Print the passage of the greenhouse effect text starting at "The greenhouse effect is a" and ending at "heats the planet.", word for word.

- _SOURCE EXTRACT_

::::::::

What is greenhouse effect ?

The greenhouse effect is the natural warming of the earth that results when gases in the atmosphere trap heat from the sun that would otherwise escape into space.

The greenhouse effect is a good thing, it warms the planet to its comfortable average of 15 degrees celsius and keeps life on earth, well, livable. Without it the world would be a frozen (-18 °C), uninhabitable place, more like Mars.

The problem is, human activities, mainly the burning of fossil fuels and clearcutting of forests, have increased the greenhouse effect and caused global warming.

How it works ?

Solar radiation reaches the Earth's atmosphere, some of this (30 percent) is reflected back into space. Approximately 70 percent passes through the atmosphere to the earth's surface, where it is absorbed by the land, oceans, and atmosphere, and heats the planet.

::::::::

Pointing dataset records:
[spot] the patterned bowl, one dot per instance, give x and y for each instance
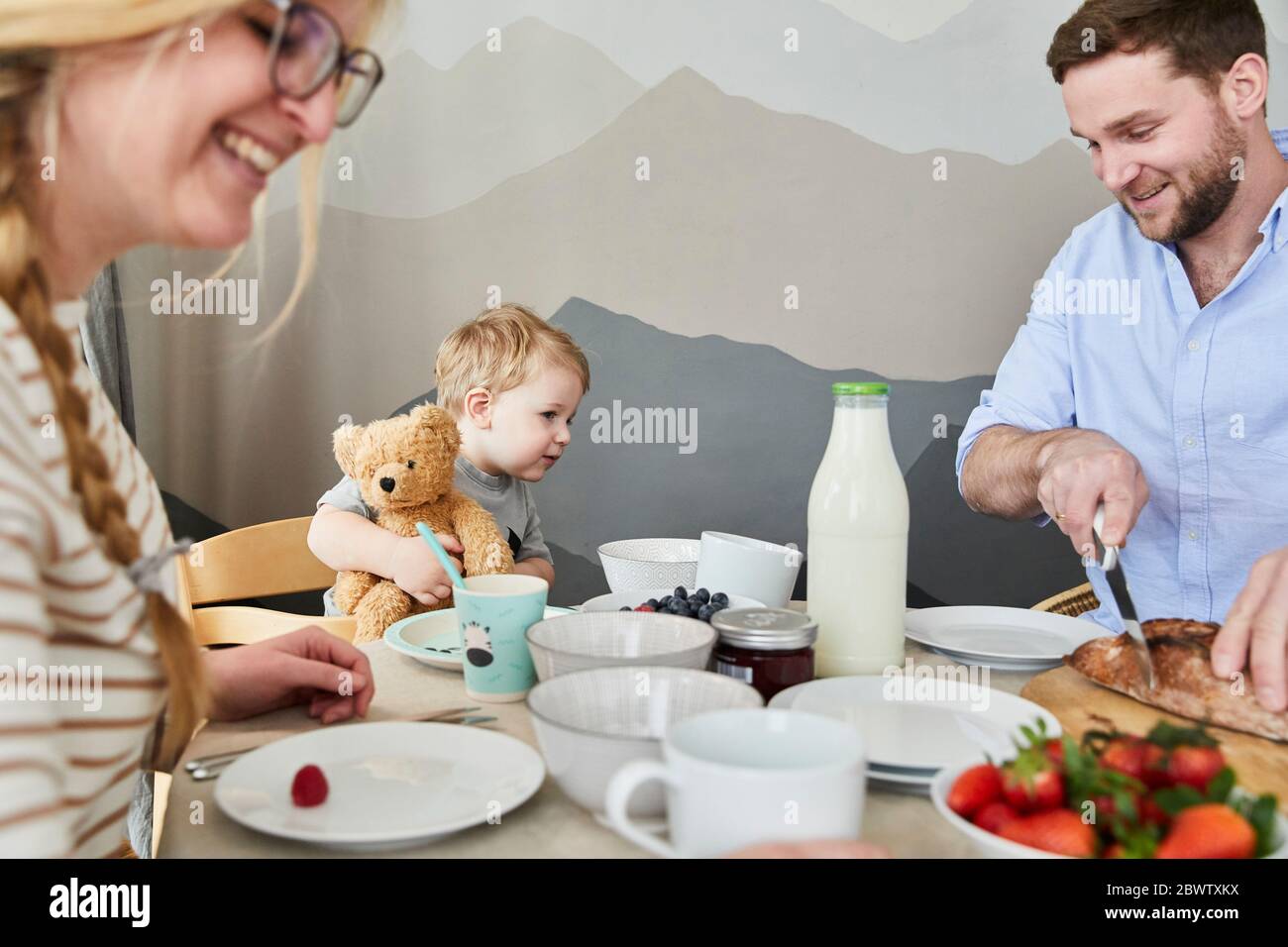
(592, 723)
(655, 564)
(609, 639)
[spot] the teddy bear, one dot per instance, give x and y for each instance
(404, 470)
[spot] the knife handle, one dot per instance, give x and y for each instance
(1111, 554)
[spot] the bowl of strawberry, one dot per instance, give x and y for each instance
(1168, 793)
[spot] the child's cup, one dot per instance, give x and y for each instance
(492, 615)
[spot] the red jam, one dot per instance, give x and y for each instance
(769, 648)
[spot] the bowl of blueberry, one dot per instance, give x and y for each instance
(699, 603)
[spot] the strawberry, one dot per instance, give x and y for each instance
(1029, 784)
(1194, 766)
(309, 787)
(1136, 758)
(993, 815)
(1057, 830)
(975, 789)
(1210, 830)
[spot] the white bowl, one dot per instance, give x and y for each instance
(984, 844)
(651, 564)
(608, 639)
(614, 600)
(591, 723)
(745, 566)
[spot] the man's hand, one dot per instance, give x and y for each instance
(1082, 470)
(309, 665)
(1258, 617)
(413, 569)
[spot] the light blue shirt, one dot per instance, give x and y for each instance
(1199, 395)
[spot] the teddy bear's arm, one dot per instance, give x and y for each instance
(485, 549)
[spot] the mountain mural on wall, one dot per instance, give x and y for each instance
(763, 420)
(977, 84)
(433, 140)
(742, 204)
(483, 171)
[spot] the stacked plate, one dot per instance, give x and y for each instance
(1009, 639)
(912, 729)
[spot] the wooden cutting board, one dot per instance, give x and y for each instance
(1260, 764)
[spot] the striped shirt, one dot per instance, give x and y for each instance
(80, 678)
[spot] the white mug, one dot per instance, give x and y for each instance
(742, 566)
(741, 777)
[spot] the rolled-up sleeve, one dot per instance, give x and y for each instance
(1033, 389)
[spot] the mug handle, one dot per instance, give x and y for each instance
(621, 788)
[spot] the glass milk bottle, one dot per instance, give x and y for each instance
(858, 539)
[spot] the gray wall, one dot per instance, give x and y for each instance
(771, 172)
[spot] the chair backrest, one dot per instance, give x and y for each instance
(263, 560)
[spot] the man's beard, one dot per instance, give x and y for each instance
(1212, 187)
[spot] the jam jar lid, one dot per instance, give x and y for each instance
(765, 629)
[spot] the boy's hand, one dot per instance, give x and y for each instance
(413, 569)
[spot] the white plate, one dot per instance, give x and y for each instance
(997, 664)
(911, 735)
(433, 638)
(1003, 634)
(390, 784)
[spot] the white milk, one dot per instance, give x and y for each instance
(858, 539)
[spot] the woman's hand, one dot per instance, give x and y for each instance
(305, 667)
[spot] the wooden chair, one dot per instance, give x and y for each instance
(266, 560)
(257, 561)
(1072, 602)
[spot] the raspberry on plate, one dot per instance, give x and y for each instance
(309, 787)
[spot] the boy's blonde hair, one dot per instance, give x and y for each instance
(500, 350)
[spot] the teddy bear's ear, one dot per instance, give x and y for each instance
(347, 440)
(438, 424)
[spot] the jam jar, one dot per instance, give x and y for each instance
(769, 648)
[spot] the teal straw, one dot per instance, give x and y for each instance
(428, 535)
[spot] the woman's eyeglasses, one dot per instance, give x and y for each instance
(305, 51)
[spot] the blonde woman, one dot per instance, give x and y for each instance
(120, 125)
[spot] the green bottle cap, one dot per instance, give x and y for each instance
(841, 388)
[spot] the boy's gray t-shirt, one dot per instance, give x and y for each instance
(506, 497)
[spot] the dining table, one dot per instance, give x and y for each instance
(548, 826)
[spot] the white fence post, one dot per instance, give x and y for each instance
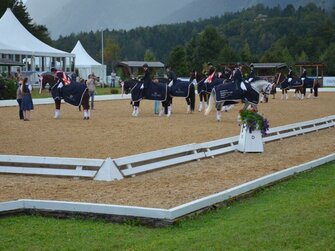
(108, 171)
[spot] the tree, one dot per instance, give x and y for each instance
(228, 55)
(21, 13)
(149, 55)
(177, 60)
(111, 54)
(328, 58)
(245, 53)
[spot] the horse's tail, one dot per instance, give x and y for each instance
(192, 97)
(211, 102)
(122, 88)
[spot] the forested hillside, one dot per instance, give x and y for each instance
(257, 34)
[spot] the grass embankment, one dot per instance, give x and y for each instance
(98, 90)
(295, 214)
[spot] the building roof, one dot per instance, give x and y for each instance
(140, 64)
(82, 57)
(269, 65)
(310, 64)
(16, 39)
(8, 62)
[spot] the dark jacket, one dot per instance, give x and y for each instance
(146, 78)
(171, 76)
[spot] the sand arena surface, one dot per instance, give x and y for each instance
(112, 132)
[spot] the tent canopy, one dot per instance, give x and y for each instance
(16, 39)
(82, 57)
(87, 65)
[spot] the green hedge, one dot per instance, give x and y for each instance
(7, 88)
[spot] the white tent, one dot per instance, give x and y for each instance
(17, 43)
(87, 65)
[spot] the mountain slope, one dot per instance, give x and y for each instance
(64, 17)
(205, 9)
(93, 15)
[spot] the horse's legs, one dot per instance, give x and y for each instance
(188, 101)
(218, 111)
(86, 105)
(315, 87)
(136, 109)
(57, 109)
(201, 100)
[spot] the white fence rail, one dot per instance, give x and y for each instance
(55, 166)
(117, 169)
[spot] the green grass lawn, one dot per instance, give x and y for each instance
(99, 91)
(297, 214)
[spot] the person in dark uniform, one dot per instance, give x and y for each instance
(290, 75)
(227, 74)
(210, 73)
(237, 77)
(62, 80)
(171, 75)
(146, 78)
(251, 74)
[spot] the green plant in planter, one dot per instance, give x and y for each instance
(254, 121)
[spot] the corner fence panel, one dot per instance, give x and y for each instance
(109, 169)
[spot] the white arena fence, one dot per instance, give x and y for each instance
(119, 168)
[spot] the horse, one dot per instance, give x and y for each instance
(75, 94)
(227, 92)
(160, 91)
(298, 84)
(180, 88)
(202, 90)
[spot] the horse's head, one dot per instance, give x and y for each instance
(44, 79)
(262, 86)
(128, 85)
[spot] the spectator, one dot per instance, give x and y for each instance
(19, 99)
(113, 77)
(91, 85)
(27, 101)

::::::::

- _THE ANSWER_
The greenhouse effect is a good thing, it warms the planet to its comfortable average of 15 degrees celsius and keeps life on earth, well, livable. Without it the world would be a frozen (-18 °C), uninhabitable place, more like Mars.

The problem is, human activities, mainly the burning of fossil fuels and clearcutting of forests, have increased the greenhouse effect and caused global warming.

How it works ?

Solar radiation reaches the Earth's atmosphere, some of this (30 percent) is reflected back into space. Approximately 70 percent passes through the atmosphere to the earth's surface, where it is absorbed by the land, oceans, and atmosphere, and heats the planet.